__Short task__:
Write out the material below as a numbered list, one line per number, and leave out any blank lines.
<<<<
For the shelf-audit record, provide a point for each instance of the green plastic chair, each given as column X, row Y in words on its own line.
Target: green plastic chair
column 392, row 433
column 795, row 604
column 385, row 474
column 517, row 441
>>>>
__Solved problem__:
1. For the shelf-audit record, provide a point for each instance of the green plastic chair, each given as column X, row Y in words on its own line.
2. Target: green plastic chair
3. column 392, row 433
4. column 795, row 604
5. column 385, row 474
6. column 517, row 441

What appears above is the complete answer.